Stated problem: Copy out every item below, changing "bounding box" to "rectangle" each time it appears and keeping everything else the same.

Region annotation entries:
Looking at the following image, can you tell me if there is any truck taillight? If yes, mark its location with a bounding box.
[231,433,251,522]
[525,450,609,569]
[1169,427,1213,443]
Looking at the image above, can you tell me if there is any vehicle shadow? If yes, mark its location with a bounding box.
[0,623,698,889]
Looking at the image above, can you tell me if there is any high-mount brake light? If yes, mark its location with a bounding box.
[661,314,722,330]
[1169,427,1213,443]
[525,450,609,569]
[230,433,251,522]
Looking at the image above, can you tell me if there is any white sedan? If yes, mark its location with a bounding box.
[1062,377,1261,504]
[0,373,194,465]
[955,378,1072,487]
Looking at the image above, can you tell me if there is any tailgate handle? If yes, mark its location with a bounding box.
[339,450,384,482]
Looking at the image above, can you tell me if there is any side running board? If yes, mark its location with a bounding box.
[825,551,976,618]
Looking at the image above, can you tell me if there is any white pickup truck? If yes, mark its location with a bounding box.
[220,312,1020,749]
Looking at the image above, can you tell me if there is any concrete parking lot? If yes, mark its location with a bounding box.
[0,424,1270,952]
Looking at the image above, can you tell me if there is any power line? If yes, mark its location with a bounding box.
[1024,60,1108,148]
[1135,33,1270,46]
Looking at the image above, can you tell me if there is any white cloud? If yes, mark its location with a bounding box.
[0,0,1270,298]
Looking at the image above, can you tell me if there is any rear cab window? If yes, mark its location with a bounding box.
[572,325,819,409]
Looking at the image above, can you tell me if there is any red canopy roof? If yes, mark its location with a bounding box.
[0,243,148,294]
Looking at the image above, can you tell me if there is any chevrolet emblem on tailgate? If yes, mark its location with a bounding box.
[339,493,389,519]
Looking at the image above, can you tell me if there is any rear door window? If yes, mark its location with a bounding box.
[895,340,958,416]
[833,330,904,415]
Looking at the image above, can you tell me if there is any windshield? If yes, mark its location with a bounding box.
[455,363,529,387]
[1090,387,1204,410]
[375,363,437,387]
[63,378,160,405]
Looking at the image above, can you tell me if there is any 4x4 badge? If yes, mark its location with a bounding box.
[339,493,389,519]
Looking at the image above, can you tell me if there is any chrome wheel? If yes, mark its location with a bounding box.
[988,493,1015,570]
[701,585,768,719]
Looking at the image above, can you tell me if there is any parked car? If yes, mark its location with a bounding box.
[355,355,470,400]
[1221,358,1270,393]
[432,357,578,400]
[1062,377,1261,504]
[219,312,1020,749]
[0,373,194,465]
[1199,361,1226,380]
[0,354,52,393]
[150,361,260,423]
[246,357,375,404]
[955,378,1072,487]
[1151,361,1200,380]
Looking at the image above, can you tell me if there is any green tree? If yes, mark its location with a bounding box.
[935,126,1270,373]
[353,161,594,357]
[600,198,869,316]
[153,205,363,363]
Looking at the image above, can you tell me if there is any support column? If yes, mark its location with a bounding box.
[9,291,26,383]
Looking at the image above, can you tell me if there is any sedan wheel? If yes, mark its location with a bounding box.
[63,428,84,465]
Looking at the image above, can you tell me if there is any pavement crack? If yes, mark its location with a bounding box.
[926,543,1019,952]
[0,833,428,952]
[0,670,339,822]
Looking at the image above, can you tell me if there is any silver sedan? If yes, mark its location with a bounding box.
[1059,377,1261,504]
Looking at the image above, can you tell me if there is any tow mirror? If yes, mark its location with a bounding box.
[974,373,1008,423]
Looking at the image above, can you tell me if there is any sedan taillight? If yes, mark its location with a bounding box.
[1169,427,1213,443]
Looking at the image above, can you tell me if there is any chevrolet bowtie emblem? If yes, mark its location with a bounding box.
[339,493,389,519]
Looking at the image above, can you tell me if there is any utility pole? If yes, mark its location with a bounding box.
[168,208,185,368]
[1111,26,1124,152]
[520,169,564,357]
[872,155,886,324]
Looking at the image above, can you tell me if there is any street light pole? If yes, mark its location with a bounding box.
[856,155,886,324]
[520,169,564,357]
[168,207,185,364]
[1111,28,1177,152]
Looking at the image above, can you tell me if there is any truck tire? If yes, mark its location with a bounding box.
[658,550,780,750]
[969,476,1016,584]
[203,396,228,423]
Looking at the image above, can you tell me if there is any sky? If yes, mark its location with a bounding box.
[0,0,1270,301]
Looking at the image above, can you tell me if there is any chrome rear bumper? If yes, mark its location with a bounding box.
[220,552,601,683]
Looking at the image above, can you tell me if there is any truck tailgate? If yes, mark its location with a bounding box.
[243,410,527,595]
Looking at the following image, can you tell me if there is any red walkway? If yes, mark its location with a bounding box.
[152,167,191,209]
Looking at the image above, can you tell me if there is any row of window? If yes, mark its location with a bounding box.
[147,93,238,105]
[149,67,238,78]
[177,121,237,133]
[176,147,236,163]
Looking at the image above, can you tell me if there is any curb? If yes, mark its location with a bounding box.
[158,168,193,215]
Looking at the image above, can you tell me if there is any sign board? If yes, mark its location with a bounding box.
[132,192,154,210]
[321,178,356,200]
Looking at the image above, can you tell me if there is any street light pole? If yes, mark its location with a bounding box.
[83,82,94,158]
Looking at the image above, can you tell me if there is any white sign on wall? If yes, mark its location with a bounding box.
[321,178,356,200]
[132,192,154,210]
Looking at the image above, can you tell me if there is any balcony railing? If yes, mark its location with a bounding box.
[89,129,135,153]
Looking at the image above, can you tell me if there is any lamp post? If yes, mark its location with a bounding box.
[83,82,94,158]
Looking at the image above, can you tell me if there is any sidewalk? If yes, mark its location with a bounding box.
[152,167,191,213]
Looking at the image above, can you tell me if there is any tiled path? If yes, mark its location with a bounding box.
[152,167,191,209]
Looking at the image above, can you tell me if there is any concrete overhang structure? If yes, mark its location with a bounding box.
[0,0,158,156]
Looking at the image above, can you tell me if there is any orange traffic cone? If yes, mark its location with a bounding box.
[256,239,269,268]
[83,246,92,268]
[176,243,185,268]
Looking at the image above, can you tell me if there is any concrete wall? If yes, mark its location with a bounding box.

Reply to the exercise:
Looking at the following image, can you tell me if there is any truck taillight? If yes, mark its location with a rectangle.
[231,433,251,522]
[525,450,609,569]
[1169,427,1213,443]
Looking at the image above, can you tell me if there is any vehicle shadow? If yes, mark its location with a rectangle.
[0,623,698,889]
Looking at the image above, can you tell me if there is any high-mount brake light? If yes, mark its location with a rectangle.
[661,314,722,330]
[1169,427,1213,443]
[525,450,609,569]
[230,433,251,522]
Looking at the image above, can you tell me if there is any white sedan? If yes, mark its location with a rectangle.
[1062,377,1261,504]
[0,373,194,465]
[955,378,1072,487]
Looking at the image above, can you tell me if there is any tailgate handle? If yes, mark its location with a rectangle.
[339,450,384,482]
Looking at the image above, can you tell me if there is any side running board? If yes, mark its location with a rectangle.
[825,551,976,618]
Looking at the image above, can you tell me if there is any white pickup truck? If yes, mark its location with a rectangle.
[220,312,1020,749]
Looking at the image above, can you tell me if there is any concrete parking lot? If yes, mark its location with a rectangle.
[0,424,1270,952]
Looking at the image above, can you tell me if there is any power line? If yes, mark its location with a rectangle.
[1024,60,1108,148]
[1135,33,1270,46]
Looking at the image above, can you tell me if there is any white cloud? If yes, mark its location with a rectangle.
[0,0,1270,298]
Looking at the image above, can you tell me if there is any rear cab window? If yes, mark its location with a rectangle.
[572,325,819,409]
Looking at the image above, can you tell me if there is any red canopy roof? If yes, mark its location with a rectangle.
[0,243,148,294]
Looking at the image above, can you tell me if there is any chevrolet emblem on tailgate? If yes, mark its location with a rectangle.
[339,493,389,519]
Looking at the image above, can you tell me if there is any rear door window? If yes, mark its location with a rectangle.
[895,340,958,416]
[833,330,904,415]
Looking at the image above, can you tell me if there is any windshield? If yes, mark its location with a rectangle.
[455,363,529,387]
[1090,387,1204,410]
[375,363,437,387]
[63,378,160,405]
Looking at the image above, can you tell me if there is any 4x4 badge? If yes, mark its location with a rectangle.
[339,493,389,519]
Looking at the image above, can you tell me if there is any chrome wheel? If yes, mark its location with a rectangle.
[988,493,1015,570]
[701,585,768,719]
Looking at the image above, can you tell me if there is any parked car? If yes, mark its location with a rectangle.
[355,355,470,400]
[1221,358,1270,393]
[432,357,578,400]
[1062,377,1261,504]
[219,312,1020,749]
[0,373,194,465]
[1199,361,1226,380]
[0,354,52,393]
[150,361,260,423]
[246,357,375,404]
[955,378,1072,487]
[1151,361,1200,380]
Looking at the image above, can you tell me if there is any green tree? If yes, mark its location with a rectangle.
[935,126,1270,373]
[353,161,594,357]
[600,198,869,316]
[153,205,363,363]
Looking at the image above, can you tell me if there is any support column? If yes, mark its location with a rectangle.
[9,291,26,383]
Looking at the image above, can you tell me if there is any sedan wheel? If yes, mark its location with a rectangle.
[63,428,84,465]
Looking at the image above, can you tell me if there is any pavement crack? If yes, mark its location with a rectangle.
[926,543,1019,952]
[0,833,428,952]
[0,670,339,822]
Looking at the image above, can you tell me if there is any silver sedan? If yes, mark its location with a rectangle.
[1059,377,1261,504]
Looking at the image above, can you tell me if there is any tow mirror? If yes, mark its location with a rectangle.
[974,373,1008,423]
Looking at the image above, can you tell me if there is any sedan taillight? If yes, mark its location with a rectangle.
[1169,427,1213,443]
Looking at the image above, can you tell me if there is any chevrolet bowtie emblem? If yes, mark its location with a rectangle.
[339,493,389,519]
Looking at the image above, can you tell me if there is any utility pole? If yes, mark its location with a rectangle.
[168,208,185,368]
[1111,26,1124,152]
[520,169,564,357]
[872,155,886,324]
Looking at the image above, can you tell me if there is any street light pole? If yes, mark its location with a rectangle.
[856,155,886,324]
[520,169,564,357]
[168,207,185,364]
[1111,28,1177,152]
Looking at the image above, can you tell me if there is any truck tire? If yes, mark its location with a rectangle.
[658,550,780,750]
[969,476,1016,584]
[203,396,228,423]
Looking at the image above, can you tell me if there is any sky? If yes, mark its location with a rectangle.
[0,0,1270,301]
Looking at the image above, can you tell me if there is any chrome rear bumper? If yes, mark its location with a rectangle.
[220,552,601,683]
Looking at the image above, can you tell me if there is any truck tailgate? If yes, mark its location with a rectangle.
[243,410,527,595]
Looking at the following image, can you tell me if there is any red walkway? If yes, mark its location with a rectangle.
[152,167,191,209]
Looking at the image above, can you tell me if there is any row of window? If yes, mark its location with a rectangle.
[147,93,238,105]
[149,67,238,78]
[177,121,237,133]
[176,147,236,163]
Looking at the image above, can you tell me if there is any curb? If yes, mark its location with a rectangle.
[158,168,193,215]
Looking at the image above, can you tell me if there is any sign board? If yes, mark its location with a rectangle.
[132,192,154,210]
[321,178,356,200]
Looking at the image above, can you tell me if there is any street light pole? If yes, mark its location with a rectangle.
[83,82,94,158]
Looking at the image above, can you tell me if there is any white sign on wall? If yes, mark its location with a rectangle.
[321,178,356,200]
[132,192,154,210]
Looking at the image above, can you tell me if there is any balcony railing? If yes, mark its location with a rectangle.
[89,129,135,153]
Looking at the image above, can you tell me if there is any lamp post? If yes, mark its location with a rectangle.
[83,82,94,158]
Looking at the image above, can you tell me if there is any sidewalk? If yes, mark its location with a rectangle.
[152,167,191,213]
Looking at the image above, can you tell me if there is any tiled path? If yes, mark its location with a rectangle.
[152,167,191,209]
Looking at the image above, can you tell me if there is any concrete overhang structure? If yes, mark its location with a rectangle.
[0,0,158,156]
Looking at the image above, can you tell me if there is any orange traffic cone? If yes, mark its location with a rectangle.
[256,239,269,268]
[83,246,92,268]
[176,243,185,268]
Looking at the image above, can you tell me if there is any concrete wall? If yes, mark its location with a rectangle.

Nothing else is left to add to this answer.